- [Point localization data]
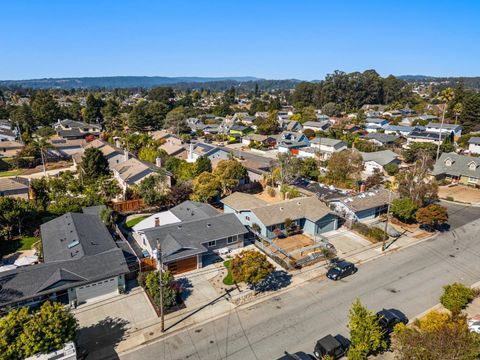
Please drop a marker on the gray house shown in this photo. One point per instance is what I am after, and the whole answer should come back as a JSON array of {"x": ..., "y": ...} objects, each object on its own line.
[
  {"x": 309, "y": 213},
  {"x": 82, "y": 263},
  {"x": 192, "y": 232}
]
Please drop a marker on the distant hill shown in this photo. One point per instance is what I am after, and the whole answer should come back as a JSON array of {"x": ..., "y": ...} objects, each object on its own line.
[{"x": 111, "y": 82}]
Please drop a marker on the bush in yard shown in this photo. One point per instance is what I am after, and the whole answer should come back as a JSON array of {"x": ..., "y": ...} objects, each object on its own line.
[
  {"x": 366, "y": 334},
  {"x": 432, "y": 215},
  {"x": 404, "y": 209},
  {"x": 455, "y": 297},
  {"x": 171, "y": 290},
  {"x": 251, "y": 267}
]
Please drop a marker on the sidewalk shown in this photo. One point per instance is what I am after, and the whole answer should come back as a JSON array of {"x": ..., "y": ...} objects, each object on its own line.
[{"x": 239, "y": 297}]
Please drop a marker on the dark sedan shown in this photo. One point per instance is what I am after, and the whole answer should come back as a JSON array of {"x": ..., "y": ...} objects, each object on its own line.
[{"x": 341, "y": 269}]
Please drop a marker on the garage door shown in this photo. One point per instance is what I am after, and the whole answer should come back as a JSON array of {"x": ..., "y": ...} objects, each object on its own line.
[
  {"x": 184, "y": 265},
  {"x": 97, "y": 291}
]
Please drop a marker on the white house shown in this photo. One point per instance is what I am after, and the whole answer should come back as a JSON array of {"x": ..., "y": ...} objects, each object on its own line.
[
  {"x": 474, "y": 145},
  {"x": 444, "y": 129}
]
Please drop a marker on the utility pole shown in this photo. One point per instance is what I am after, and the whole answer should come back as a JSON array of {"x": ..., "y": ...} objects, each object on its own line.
[
  {"x": 160, "y": 275},
  {"x": 385, "y": 236}
]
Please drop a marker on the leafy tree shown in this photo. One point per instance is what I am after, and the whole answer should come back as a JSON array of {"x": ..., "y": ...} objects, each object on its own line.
[
  {"x": 94, "y": 164},
  {"x": 391, "y": 169},
  {"x": 11, "y": 327},
  {"x": 48, "y": 329},
  {"x": 93, "y": 109},
  {"x": 230, "y": 172},
  {"x": 251, "y": 267},
  {"x": 153, "y": 189},
  {"x": 404, "y": 209},
  {"x": 344, "y": 167},
  {"x": 206, "y": 187},
  {"x": 310, "y": 169},
  {"x": 374, "y": 180},
  {"x": 432, "y": 215},
  {"x": 202, "y": 164},
  {"x": 170, "y": 288},
  {"x": 455, "y": 297},
  {"x": 44, "y": 108},
  {"x": 416, "y": 182},
  {"x": 437, "y": 336},
  {"x": 366, "y": 334}
]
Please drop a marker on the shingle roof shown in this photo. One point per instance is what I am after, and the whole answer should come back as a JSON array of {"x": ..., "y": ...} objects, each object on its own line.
[
  {"x": 380, "y": 157},
  {"x": 460, "y": 165},
  {"x": 242, "y": 201},
  {"x": 186, "y": 239},
  {"x": 309, "y": 207}
]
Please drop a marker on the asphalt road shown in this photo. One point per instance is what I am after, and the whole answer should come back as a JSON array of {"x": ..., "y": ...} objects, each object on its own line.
[{"x": 410, "y": 280}]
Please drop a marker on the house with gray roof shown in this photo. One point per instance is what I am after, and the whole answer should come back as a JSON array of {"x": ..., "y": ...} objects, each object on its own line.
[
  {"x": 377, "y": 160},
  {"x": 474, "y": 145},
  {"x": 364, "y": 206},
  {"x": 309, "y": 213},
  {"x": 196, "y": 232},
  {"x": 457, "y": 169},
  {"x": 82, "y": 263}
]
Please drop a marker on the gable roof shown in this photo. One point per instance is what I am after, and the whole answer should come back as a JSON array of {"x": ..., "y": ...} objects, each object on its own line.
[
  {"x": 186, "y": 239},
  {"x": 459, "y": 165},
  {"x": 382, "y": 158}
]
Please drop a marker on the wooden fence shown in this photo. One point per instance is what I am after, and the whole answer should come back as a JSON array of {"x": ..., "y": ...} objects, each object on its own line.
[{"x": 128, "y": 205}]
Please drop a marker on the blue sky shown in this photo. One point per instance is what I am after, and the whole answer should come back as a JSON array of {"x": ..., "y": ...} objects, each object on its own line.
[{"x": 265, "y": 38}]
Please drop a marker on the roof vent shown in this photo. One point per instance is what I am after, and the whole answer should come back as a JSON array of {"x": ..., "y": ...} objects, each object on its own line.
[{"x": 73, "y": 244}]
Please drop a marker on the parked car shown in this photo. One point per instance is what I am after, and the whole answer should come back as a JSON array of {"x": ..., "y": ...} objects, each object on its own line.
[
  {"x": 296, "y": 356},
  {"x": 388, "y": 318},
  {"x": 341, "y": 269},
  {"x": 334, "y": 346}
]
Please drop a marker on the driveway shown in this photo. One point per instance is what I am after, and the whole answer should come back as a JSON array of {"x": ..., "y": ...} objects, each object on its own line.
[
  {"x": 346, "y": 241},
  {"x": 459, "y": 214},
  {"x": 104, "y": 324}
]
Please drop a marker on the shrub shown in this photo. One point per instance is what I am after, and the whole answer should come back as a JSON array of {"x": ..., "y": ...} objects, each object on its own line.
[{"x": 455, "y": 297}]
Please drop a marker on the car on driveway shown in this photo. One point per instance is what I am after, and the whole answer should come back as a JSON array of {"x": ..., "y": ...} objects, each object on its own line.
[
  {"x": 296, "y": 356},
  {"x": 333, "y": 346},
  {"x": 341, "y": 269},
  {"x": 388, "y": 318}
]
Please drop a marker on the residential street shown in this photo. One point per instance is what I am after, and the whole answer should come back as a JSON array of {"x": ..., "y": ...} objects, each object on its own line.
[{"x": 410, "y": 280}]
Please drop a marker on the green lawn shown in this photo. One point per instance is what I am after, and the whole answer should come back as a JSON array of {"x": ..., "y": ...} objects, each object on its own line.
[
  {"x": 228, "y": 280},
  {"x": 132, "y": 222},
  {"x": 12, "y": 246},
  {"x": 9, "y": 173}
]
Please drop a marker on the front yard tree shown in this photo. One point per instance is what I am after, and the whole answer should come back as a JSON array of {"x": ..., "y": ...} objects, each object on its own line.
[
  {"x": 251, "y": 267},
  {"x": 404, "y": 209},
  {"x": 416, "y": 182},
  {"x": 455, "y": 297},
  {"x": 94, "y": 164},
  {"x": 206, "y": 187},
  {"x": 366, "y": 334},
  {"x": 48, "y": 329},
  {"x": 230, "y": 172},
  {"x": 344, "y": 167},
  {"x": 432, "y": 215},
  {"x": 436, "y": 336}
]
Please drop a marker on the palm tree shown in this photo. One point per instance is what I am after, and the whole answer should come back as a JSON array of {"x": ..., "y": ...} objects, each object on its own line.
[{"x": 446, "y": 95}]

- [WHAT IS NEEDED]
Your answer is all of the records restated word for word, pictures excluded.

- [ANSWER FOR THE TASK]
Please drop a marker on the gray house shown in this photo. One point per instance is what I am after, and the whole answer should come back as a JSON array of {"x": ..., "y": ...} objects, each object on its own line.
[
  {"x": 309, "y": 213},
  {"x": 82, "y": 263},
  {"x": 192, "y": 232}
]
Please drop a marker on the distant hill shown in this photo. One point per instance is what I am after, and the whole answer should come back as a JSON array of {"x": ..., "y": ...} objects, each object on its own line.
[{"x": 111, "y": 82}]
Please drop a marker on the bush in yard shown in this photo. One point per instance is what I am after, and the whole answer should come back as a JSON array of {"x": ..., "y": ...} objects, each object on its own line.
[
  {"x": 366, "y": 334},
  {"x": 432, "y": 215},
  {"x": 404, "y": 209},
  {"x": 455, "y": 297},
  {"x": 171, "y": 290},
  {"x": 251, "y": 267}
]
Please drop a marker on the sidewalk shown in this photo. One point per instance is what I am after, and the whole answer should come back as a JSON array of {"x": ..., "y": ...} objects, each object on its own line.
[{"x": 239, "y": 297}]
Please drop a marker on the dark sedan shown in this photo. One point per instance is what I am after, and the whole answer should come back as a JSON array of {"x": ..., "y": ...} objects, each object on its own line.
[{"x": 341, "y": 269}]
Please drop a marker on the garage door shown in this photo. One point per instance is what I am after, and the whole answer should come back as a JSON array of {"x": ..., "y": ...} objects, each object on its own line.
[
  {"x": 184, "y": 265},
  {"x": 97, "y": 291}
]
Please drop a marker on the white house shown in this photo. One point per instance is what I am after, and the whole answer should come back as a JSON array of {"x": ..., "y": ...} objects, each object on its own line.
[
  {"x": 474, "y": 145},
  {"x": 444, "y": 129}
]
Please drop a marker on the utility pole shown in this photo. One point per instance is what I am after, and the whole answer should come back as a JSON array of {"x": ..., "y": ...} objects, each object on its own line.
[
  {"x": 160, "y": 275},
  {"x": 385, "y": 236}
]
Please drop a marker on the leafy tree shown in this photo. One point per instance is what I am after, and the whole answer should come back as a JSON array of {"x": ..., "y": ...} objects, each object on its own line.
[
  {"x": 94, "y": 164},
  {"x": 391, "y": 169},
  {"x": 11, "y": 327},
  {"x": 48, "y": 329},
  {"x": 93, "y": 109},
  {"x": 230, "y": 172},
  {"x": 251, "y": 267},
  {"x": 153, "y": 189},
  {"x": 404, "y": 209},
  {"x": 344, "y": 167},
  {"x": 206, "y": 187},
  {"x": 310, "y": 169},
  {"x": 374, "y": 180},
  {"x": 432, "y": 215},
  {"x": 202, "y": 164},
  {"x": 170, "y": 288},
  {"x": 455, "y": 297},
  {"x": 44, "y": 108},
  {"x": 416, "y": 182},
  {"x": 437, "y": 336},
  {"x": 366, "y": 334}
]
Please drop a marker on the shingle roof shown in this photo. One point per instance is what I am after, and the whole answer should come back as a JSON array of {"x": ..., "y": ...} objects, each object on its own line.
[
  {"x": 380, "y": 157},
  {"x": 460, "y": 165},
  {"x": 242, "y": 201},
  {"x": 186, "y": 239},
  {"x": 309, "y": 207}
]
Please drop a marker on the asphalt road shown in this photo. One point per instance is what I am after, and the whole answer should come back as a JSON array of {"x": ..., "y": ...} objects, each object on its own line.
[{"x": 410, "y": 280}]
Please drop a marker on the house with gray roof shown in this photo. One point per instance is what I am after, and the whole answer should come back as a JSON array of {"x": ..., "y": ...} objects, each object on its own line.
[
  {"x": 377, "y": 160},
  {"x": 474, "y": 145},
  {"x": 364, "y": 206},
  {"x": 309, "y": 213},
  {"x": 196, "y": 232},
  {"x": 457, "y": 169},
  {"x": 82, "y": 263}
]
Please drop a marker on the gable roof shown in this photo. One point per instance is what I am after, and the whole answer should come back as a JSON array of {"x": ..., "y": ...} objects, each object on its own line.
[
  {"x": 186, "y": 239},
  {"x": 459, "y": 165},
  {"x": 382, "y": 158}
]
Please drop a marker on the wooden fence shown in this photo. One point per instance is what I am after, and the whole answer should come back as a JSON array of {"x": ..., "y": ...} objects, each object on its own line.
[{"x": 128, "y": 205}]
Please drop a marker on the blue sky shown in this photo. One point per instance is what I am after, and the whole answer should come back as a JSON array of {"x": ..., "y": ...} objects, each object on its own line.
[{"x": 265, "y": 38}]
Please drop a marker on the roof vent shown in this photo. One point per instance is what I am after, and the whole answer should come back as a JSON array of {"x": ..., "y": ...} objects, each object on its own line.
[{"x": 73, "y": 244}]
Please drop a marker on the parked car shown in this photo. One point per instance is what I am after, and the whole answer should come back as a JSON array of {"x": ..., "y": ...} objects, each object on its own line.
[
  {"x": 296, "y": 356},
  {"x": 388, "y": 318},
  {"x": 341, "y": 269},
  {"x": 334, "y": 346}
]
Please drop a marker on the driveway shown in this photo. One point per instance is what I am after, and the whole answer should come back as a JSON array of {"x": ..., "y": ...} objects, each object on its own line.
[
  {"x": 346, "y": 241},
  {"x": 459, "y": 214},
  {"x": 104, "y": 324}
]
Please drop a marker on the shrub shown in this photo. One point per instance is what I am after, and the whole answer should come back as a JSON array of {"x": ..., "y": ...} objects, each object on its own line.
[{"x": 455, "y": 297}]
Please drop a marker on the car on driveway shown in this photo. One point per instance is what I am after, and the whole answer should come back as a JSON array of {"x": ..., "y": ...} objects, each object on its own line.
[
  {"x": 296, "y": 356},
  {"x": 333, "y": 346},
  {"x": 341, "y": 269},
  {"x": 388, "y": 318}
]
Please drop a marker on the residential street shown in this photo. One point per instance is what I am after, and the whole answer should come back as a JSON array of {"x": ..., "y": ...} objects, each object on its own line.
[{"x": 410, "y": 280}]
Please drop a marker on the green lawn shown in this photo. One point per instance is what I am after, and the whole answer should come back as a JSON array of {"x": ..., "y": ...} objects, each object on its own line.
[
  {"x": 228, "y": 280},
  {"x": 132, "y": 222},
  {"x": 12, "y": 246},
  {"x": 9, "y": 173}
]
Please drop a marker on the front yard tree shown in this photo. One point per instance is what I am after, and the whole answer should come back as a JSON array of {"x": ..., "y": ...} objects, each object on its own line.
[
  {"x": 251, "y": 267},
  {"x": 404, "y": 209},
  {"x": 416, "y": 182},
  {"x": 455, "y": 297},
  {"x": 94, "y": 164},
  {"x": 206, "y": 187},
  {"x": 366, "y": 334},
  {"x": 48, "y": 329},
  {"x": 230, "y": 172},
  {"x": 344, "y": 167},
  {"x": 432, "y": 215},
  {"x": 436, "y": 336}
]
Please drop a marker on the palm tree shown in this photo. One point per instance is what I am after, and the whole answer should come back as a JSON array of {"x": ..., "y": ...} objects, each object on its own line.
[{"x": 446, "y": 95}]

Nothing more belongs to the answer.